Énergie et bâtiment au cœur du problème 

Du côté du bâtiment, le fer de lance de l’engagement gouvernemental est la rénovation énergétique massive des bâtiments. Ainsi, le plan de relance consacre 6,7 milliards d’euros à la rénovation énergétique des logements privés, des locaux de TPE/PME, des bâtiments publics de l’État et des logements sociaux. Réalisable rapidement et étant fortement créateur d’emplois, la rénovation énergétique des bâtiments s’est rapidement imposée comme une priorité dans la course à la décarbonation des pays européens. Directement liée au poste des transports, une part des investissements sera dirigée vers les gares, afin de soutenir l’effort national dans la filière ferroviaire. Enfin, 1,2 milliards d’euros seront consacrés à la décarbonation de l’industrie, argent qui servira à l’achat d’équipements plus performants.

__OBJET DE LA TÂCHE__: Selon le texte à analyser, quelle somme le plan de relance consacre-t-il à la rénovation énergétique des logements privés, des locaux de TPE/PME, des bâtiments publics de l'État et des logements sociaux ?

__DONNÉES FOURNIES__:
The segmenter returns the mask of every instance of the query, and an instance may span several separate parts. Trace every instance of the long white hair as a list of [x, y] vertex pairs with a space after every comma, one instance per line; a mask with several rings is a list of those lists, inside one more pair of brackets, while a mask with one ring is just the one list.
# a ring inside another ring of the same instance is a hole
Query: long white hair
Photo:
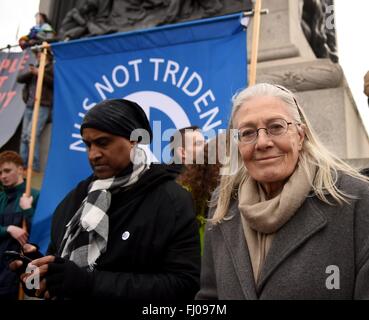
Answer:
[[[229, 129], [235, 129], [233, 125], [234, 116], [241, 106], [246, 101], [256, 96], [269, 96], [281, 99], [289, 108], [289, 112], [293, 120], [296, 123], [304, 124], [305, 139], [302, 150], [299, 154], [298, 163], [300, 166], [302, 166], [302, 168], [304, 168], [308, 176], [310, 175], [310, 171], [308, 170], [310, 164], [314, 164], [316, 166], [317, 171], [315, 177], [310, 177], [310, 181], [313, 181], [311, 187], [315, 195], [320, 200], [330, 205], [333, 205], [334, 203], [328, 200], [328, 196], [331, 196], [334, 202], [338, 204], [347, 202], [350, 198], [355, 198], [353, 195], [349, 195], [342, 190], [339, 190], [337, 187], [338, 172], [342, 172], [361, 181], [368, 182], [369, 179], [332, 154], [319, 141], [316, 133], [314, 133], [308, 119], [306, 118], [303, 109], [298, 104], [295, 95], [288, 89], [280, 85], [259, 83], [239, 92], [233, 98], [233, 108]], [[229, 162], [228, 166], [231, 165], [233, 165], [232, 162]], [[236, 169], [229, 168], [229, 172], [236, 172], [235, 174], [222, 176], [218, 193], [210, 203], [210, 206], [216, 206], [214, 216], [212, 219], [210, 219], [210, 221], [214, 224], [220, 223], [226, 219], [225, 216], [228, 211], [230, 200], [232, 197], [236, 197], [237, 189], [241, 180], [248, 175], [239, 151], [236, 165]]]

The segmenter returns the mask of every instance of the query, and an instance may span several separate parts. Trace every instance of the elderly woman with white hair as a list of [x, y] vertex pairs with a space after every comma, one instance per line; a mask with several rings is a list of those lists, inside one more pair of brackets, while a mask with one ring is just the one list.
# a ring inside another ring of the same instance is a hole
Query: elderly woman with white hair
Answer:
[[238, 168], [213, 196], [196, 298], [369, 299], [368, 178], [282, 86], [241, 91], [231, 129]]

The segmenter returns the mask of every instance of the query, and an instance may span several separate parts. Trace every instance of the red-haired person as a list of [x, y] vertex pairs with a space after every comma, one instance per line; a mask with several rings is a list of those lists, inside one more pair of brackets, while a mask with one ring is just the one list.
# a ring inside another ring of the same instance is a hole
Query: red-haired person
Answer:
[[[24, 195], [23, 161], [14, 151], [0, 153], [0, 260], [4, 251], [20, 251], [28, 240], [28, 232], [22, 228], [23, 219], [29, 224], [38, 200], [38, 191]], [[0, 300], [16, 299], [18, 292], [16, 274], [0, 263]]]

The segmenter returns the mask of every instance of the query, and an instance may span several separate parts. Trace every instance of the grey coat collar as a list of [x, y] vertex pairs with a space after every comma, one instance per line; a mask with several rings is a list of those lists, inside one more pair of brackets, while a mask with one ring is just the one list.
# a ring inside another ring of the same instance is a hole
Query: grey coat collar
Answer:
[[275, 234], [257, 286], [255, 285], [251, 260], [242, 229], [238, 202], [235, 201], [230, 206], [227, 216], [233, 216], [233, 218], [221, 223], [219, 227], [232, 258], [234, 270], [245, 299], [257, 299], [268, 278], [277, 270], [278, 266], [295, 249], [327, 224], [327, 219], [319, 208], [314, 205], [313, 199], [314, 197], [307, 198], [296, 214]]

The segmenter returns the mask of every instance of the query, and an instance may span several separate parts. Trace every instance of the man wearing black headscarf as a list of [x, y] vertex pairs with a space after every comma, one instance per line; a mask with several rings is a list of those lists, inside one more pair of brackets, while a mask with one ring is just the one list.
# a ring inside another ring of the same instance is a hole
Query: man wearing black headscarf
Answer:
[[[134, 102], [97, 104], [81, 135], [94, 174], [55, 210], [48, 256], [34, 260], [36, 295], [139, 301], [192, 299], [199, 287], [200, 248], [191, 196], [173, 176], [147, 165], [132, 141], [152, 131]], [[132, 139], [132, 140], [131, 140]], [[19, 263], [19, 262], [17, 262]]]

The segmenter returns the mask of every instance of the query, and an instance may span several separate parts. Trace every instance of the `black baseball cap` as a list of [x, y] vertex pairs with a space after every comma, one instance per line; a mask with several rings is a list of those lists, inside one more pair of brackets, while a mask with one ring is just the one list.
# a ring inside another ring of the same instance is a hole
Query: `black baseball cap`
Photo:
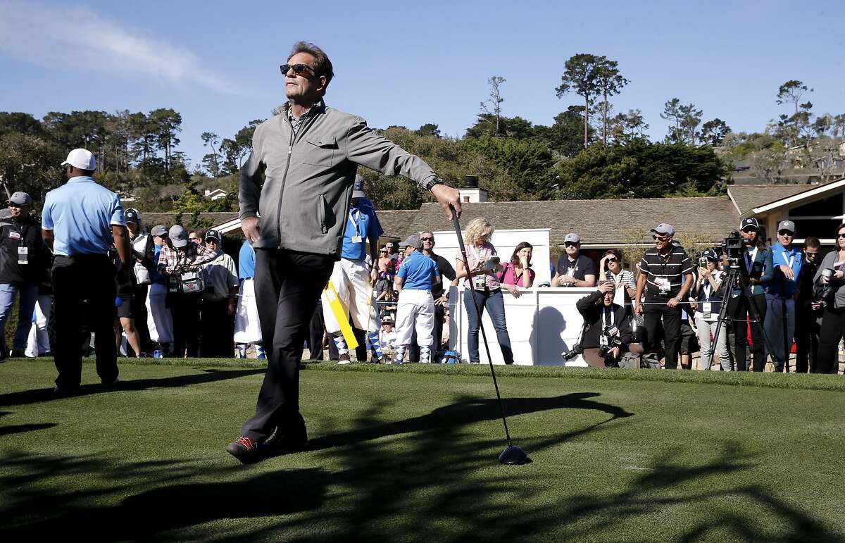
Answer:
[[123, 218], [127, 222], [140, 222], [141, 212], [134, 207], [130, 207], [123, 213]]
[[739, 223], [739, 229], [744, 230], [745, 228], [754, 228], [755, 230], [760, 230], [760, 222], [757, 222], [757, 219], [753, 217], [748, 217], [742, 220]]

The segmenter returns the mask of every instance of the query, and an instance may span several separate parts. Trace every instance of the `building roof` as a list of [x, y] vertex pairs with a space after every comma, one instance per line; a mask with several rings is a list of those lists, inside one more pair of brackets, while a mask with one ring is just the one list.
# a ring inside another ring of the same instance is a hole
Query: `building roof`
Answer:
[[[672, 224], [681, 235], [695, 233], [716, 242], [739, 222], [739, 213], [727, 196], [483, 202], [462, 207], [462, 228], [473, 218], [486, 217], [497, 228], [550, 228], [552, 244], [563, 244], [569, 232], [581, 233], [586, 245], [650, 243], [650, 230], [660, 222]], [[422, 230], [454, 228], [436, 203], [422, 204], [419, 210], [378, 213], [385, 235], [401, 239]]]
[[732, 185], [728, 188], [728, 195], [733, 201], [739, 214], [744, 215], [755, 207], [788, 198], [818, 186], [810, 184]]

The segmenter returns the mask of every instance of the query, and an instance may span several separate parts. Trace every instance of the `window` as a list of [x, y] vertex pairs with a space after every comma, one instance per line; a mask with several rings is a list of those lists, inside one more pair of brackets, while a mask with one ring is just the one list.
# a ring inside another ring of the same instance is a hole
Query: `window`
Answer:
[[840, 193], [793, 207], [789, 210], [789, 217], [839, 217], [842, 212], [842, 193]]

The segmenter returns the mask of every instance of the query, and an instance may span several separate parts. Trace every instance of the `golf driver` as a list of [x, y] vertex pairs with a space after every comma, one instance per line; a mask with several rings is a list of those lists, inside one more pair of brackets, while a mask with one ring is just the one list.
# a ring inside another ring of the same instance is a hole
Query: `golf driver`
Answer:
[[[464, 267], [466, 269], [467, 273], [469, 273], [470, 264], [469, 261], [466, 260], [466, 247], [464, 244], [464, 238], [461, 235], [461, 223], [458, 222], [458, 214], [454, 207], [450, 207], [452, 211], [452, 222], [455, 225], [455, 233], [458, 236], [458, 246], [461, 247], [461, 256], [464, 261]], [[499, 455], [499, 461], [508, 465], [526, 463], [528, 462], [528, 455], [510, 441], [510, 432], [508, 431], [508, 420], [504, 415], [504, 404], [502, 403], [502, 396], [499, 393], [499, 383], [496, 381], [496, 371], [493, 368], [493, 357], [490, 356], [490, 346], [487, 343], [484, 323], [481, 320], [481, 308], [478, 306], [478, 299], [476, 298], [475, 289], [471, 288], [469, 291], [472, 293], [472, 305], [476, 308], [476, 315], [478, 315], [478, 328], [481, 330], [482, 341], [484, 343], [484, 350], [487, 352], [487, 361], [490, 364], [490, 375], [493, 376], [493, 386], [496, 388], [496, 399], [499, 400], [499, 409], [502, 413], [502, 423], [504, 425], [504, 436], [508, 439], [508, 446]]]

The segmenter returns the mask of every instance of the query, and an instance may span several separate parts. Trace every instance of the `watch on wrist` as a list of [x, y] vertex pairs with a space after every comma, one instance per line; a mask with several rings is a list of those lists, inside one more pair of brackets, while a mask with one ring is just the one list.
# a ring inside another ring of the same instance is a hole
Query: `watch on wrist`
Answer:
[[424, 185], [422, 185], [422, 188], [426, 190], [431, 190], [436, 184], [443, 184], [443, 179], [440, 178], [432, 178], [428, 179]]

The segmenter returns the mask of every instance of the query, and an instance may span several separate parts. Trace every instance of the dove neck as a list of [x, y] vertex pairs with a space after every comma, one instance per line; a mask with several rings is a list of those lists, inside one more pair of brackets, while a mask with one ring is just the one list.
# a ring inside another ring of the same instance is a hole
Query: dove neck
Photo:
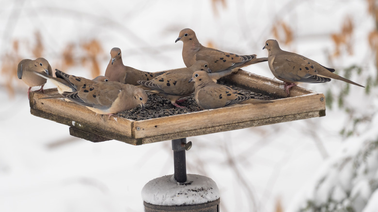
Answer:
[[198, 50], [202, 45], [195, 37], [184, 44], [184, 48], [192, 50]]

__RÉSULTAT DE L'EXERCICE__: 6,7 milliards d'euros.